Texte extrait ::
========================================================================

L’utilisation effective des antibiotiques n’a pas été mesurée. Toutefois, la décision finale de prendre des antibiotiques a été prise par le médecin et le patient. Les résultats n’ont pas été corrigés pour des facteurs de confusion tels que les formations complémentaires des médecins participants. Une correction pour l’effet saisonnier n’a pas été faite, or, après l’intervention qui a eu lieu en hiver, une augmentation de l’utilisation des antibiotiques dans le groupe témoin a été observée. Pour quelques critères de jugement secondaires, les auteurs ne donnent pas suffisamment de détails concernant les divers instruments de mesure utilisés.
Interprétation des résultats
Les données suggèrent qu’il est possible de former les médecins à impliquer activement les patients dans les prises de décisions. Cette intervention semble également être utile pour limiter le nombre de prescriptions d’antibiotiques.
Ces résultats demandent cependant à être nuancés. Cette étude a en effet été menée dans des pratiques de formations rattachées à une université, et il se pourrait que ces pratiques soient plus ouvertes à l’innovation ainsi qu’à la problématique de la résistance aux antibiotiques. Nous voyons également qu’avant l’intervention, déjà 50% des médecins estimaient que les patients et les médecins devaient collaborer pour arriver à une décision. Dans ce type d’étude, une certaine forme de biais d’opportunité ne peut être exclue. Les auteurs ont pu observer que les patients consultant des médecins ayant une mission d’enseignement se sentent plus impliqués dans le processus décisionnel. Il est donc probablement impossible d’extrapoler les résultats de cette étude à la pratique normale.
Cette étude ne permet pas de savoir quels sont les facteurs de l’intervention qui sont les plus déterminants. Est-ce le module en ligne ou bien l’atelier ? Est-il nécessaire que les séances durent deux heures, ou bien des séances d’une heure permettraient-elles aussi d’obtenir les mêmes résultats ? Tous les médecins ont-ils activement suivi le module ou certains se sont contentés de s’inscrire ?

========================================================================

Données extraites ::
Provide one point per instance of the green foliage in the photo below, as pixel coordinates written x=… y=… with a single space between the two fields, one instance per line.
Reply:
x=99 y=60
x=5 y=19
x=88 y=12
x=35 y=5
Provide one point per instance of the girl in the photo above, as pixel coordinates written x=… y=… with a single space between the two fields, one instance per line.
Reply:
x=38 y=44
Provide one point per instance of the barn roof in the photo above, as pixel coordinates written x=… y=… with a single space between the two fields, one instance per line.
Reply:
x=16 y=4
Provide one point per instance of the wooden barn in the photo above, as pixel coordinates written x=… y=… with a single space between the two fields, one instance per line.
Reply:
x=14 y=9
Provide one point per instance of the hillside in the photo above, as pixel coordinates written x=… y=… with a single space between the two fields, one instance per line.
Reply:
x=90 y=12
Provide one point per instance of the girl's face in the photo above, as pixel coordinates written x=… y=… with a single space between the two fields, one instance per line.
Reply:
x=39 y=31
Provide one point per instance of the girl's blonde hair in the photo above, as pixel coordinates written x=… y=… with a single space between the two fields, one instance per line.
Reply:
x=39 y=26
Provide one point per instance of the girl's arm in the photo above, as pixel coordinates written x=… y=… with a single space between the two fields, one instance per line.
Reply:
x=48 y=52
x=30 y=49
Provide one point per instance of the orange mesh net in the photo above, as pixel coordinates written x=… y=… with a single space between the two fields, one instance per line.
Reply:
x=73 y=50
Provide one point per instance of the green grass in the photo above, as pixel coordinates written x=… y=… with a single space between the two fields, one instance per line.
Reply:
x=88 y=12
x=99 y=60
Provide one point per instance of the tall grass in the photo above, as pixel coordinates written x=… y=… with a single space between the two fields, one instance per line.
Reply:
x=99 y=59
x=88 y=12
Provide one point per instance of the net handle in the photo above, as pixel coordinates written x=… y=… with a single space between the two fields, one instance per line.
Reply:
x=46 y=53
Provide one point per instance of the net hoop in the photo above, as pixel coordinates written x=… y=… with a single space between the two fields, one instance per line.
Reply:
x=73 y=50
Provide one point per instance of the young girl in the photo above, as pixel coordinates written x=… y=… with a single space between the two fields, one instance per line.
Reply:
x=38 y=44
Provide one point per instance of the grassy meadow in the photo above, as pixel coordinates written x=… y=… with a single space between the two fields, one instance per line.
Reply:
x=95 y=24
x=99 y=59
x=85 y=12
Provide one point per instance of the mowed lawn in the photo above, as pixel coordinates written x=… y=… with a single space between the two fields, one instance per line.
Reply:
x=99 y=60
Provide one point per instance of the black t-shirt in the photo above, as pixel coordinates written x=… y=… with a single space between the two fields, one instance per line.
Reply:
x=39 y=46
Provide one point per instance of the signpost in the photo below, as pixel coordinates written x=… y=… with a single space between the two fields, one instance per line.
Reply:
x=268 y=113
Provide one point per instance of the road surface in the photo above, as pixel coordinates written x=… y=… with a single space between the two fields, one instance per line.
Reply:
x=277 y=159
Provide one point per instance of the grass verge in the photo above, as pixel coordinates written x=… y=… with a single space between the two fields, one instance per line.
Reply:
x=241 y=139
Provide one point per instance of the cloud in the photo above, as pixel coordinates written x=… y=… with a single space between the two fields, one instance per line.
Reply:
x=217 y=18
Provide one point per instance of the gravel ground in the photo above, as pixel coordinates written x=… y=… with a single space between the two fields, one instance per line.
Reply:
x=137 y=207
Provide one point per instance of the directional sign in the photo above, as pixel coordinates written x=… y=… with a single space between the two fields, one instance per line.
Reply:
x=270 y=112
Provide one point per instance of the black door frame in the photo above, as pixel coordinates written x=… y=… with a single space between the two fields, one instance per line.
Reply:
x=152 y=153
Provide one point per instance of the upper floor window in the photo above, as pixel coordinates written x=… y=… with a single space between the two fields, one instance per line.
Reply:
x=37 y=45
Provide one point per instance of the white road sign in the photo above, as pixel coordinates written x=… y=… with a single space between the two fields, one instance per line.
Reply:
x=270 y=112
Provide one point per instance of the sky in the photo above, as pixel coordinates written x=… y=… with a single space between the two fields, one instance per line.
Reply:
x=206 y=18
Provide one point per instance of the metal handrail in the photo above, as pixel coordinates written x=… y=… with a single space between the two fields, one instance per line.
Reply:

========================================================================

Travail à faire ::
• A. D'après le texte extrait sur l'étude des antibiotiques, quelle part des médecins estimait déjà, avant l'intervention, que patients et médecins devaient collaborer pour arriver à une décision ?
• B. Reprenez mot pour mot le passage du texte extrait sur l'étude des antibiotiques, de « Ces résultats demandent » à « la pratique normale. ».

Liste des solutions ::
• A. Déjà 50 % des médecins.

• B.
Ces résultats demandent cependant à être nuancés. Cette étude a en effet été menée dans des pratiques de formations rattachées à une université, et il se pourrait que ces pratiques soient plus ouvertes à l’innovation ainsi qu’à la problématique de la résistance aux antibiotiques. Nous voyons également qu’avant l’intervention, déjà 50% des médecins estimaient que les patients et les médecins devaient collaborer pour arriver à une décision. Dans ce type d’étude, une certaine forme de biais d’opportunité ne peut être exclue. Les auteurs ont pu observer que les patients consultant des médecins ayant une mission d’enseignement se sentent plus impliqués dans le processus décisionnel. Il est donc probablement impossible d’extrapoler les résultats de cette étude à la pratique normale.